Stored data:
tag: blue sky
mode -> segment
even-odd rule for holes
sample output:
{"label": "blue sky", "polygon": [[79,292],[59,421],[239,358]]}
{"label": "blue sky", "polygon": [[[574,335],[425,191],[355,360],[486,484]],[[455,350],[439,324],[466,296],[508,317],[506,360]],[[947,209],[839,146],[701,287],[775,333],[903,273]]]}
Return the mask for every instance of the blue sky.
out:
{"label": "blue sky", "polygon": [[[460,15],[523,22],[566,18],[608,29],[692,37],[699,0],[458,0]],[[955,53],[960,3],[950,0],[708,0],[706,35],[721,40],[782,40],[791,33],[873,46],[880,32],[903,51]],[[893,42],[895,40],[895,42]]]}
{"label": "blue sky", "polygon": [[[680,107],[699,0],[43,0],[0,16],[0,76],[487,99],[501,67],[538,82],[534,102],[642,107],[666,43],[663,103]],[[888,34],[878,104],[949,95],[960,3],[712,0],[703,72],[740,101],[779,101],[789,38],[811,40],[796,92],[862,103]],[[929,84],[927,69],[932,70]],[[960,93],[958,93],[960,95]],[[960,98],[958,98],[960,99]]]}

Task statement> Reproduce the data in its entirety. Keep every character unchanged.

Final answer>
tag: blue sky
mode -> segment
even-odd rule for holes
sample output:
{"label": "blue sky", "polygon": [[79,292],[59,421],[239,358]]}
{"label": "blue sky", "polygon": [[[574,335],[425,191],[355,360],[486,484]],[[455,350],[439,324],[466,296],[508,317],[506,360]],[[947,209],[839,146],[701,287],[775,333],[903,273]]]}
Return the mask for every instance of the blue sky.
out:
{"label": "blue sky", "polygon": [[[460,15],[523,22],[566,18],[608,29],[692,37],[699,0],[458,0]],[[955,53],[960,3],[950,0],[708,0],[706,35],[721,40],[782,40],[791,33],[873,46],[880,32],[903,51]],[[893,42],[895,40],[895,42]]]}
{"label": "blue sky", "polygon": [[[680,107],[699,0],[43,0],[0,16],[0,76],[487,99],[501,67],[538,82],[534,102],[642,107],[666,43],[663,103]],[[888,34],[878,104],[949,95],[960,3],[712,0],[703,72],[740,101],[779,101],[789,38],[811,40],[796,92],[862,103]],[[929,84],[927,69],[932,70]],[[960,93],[958,93],[960,95]],[[960,98],[958,98],[960,99]]]}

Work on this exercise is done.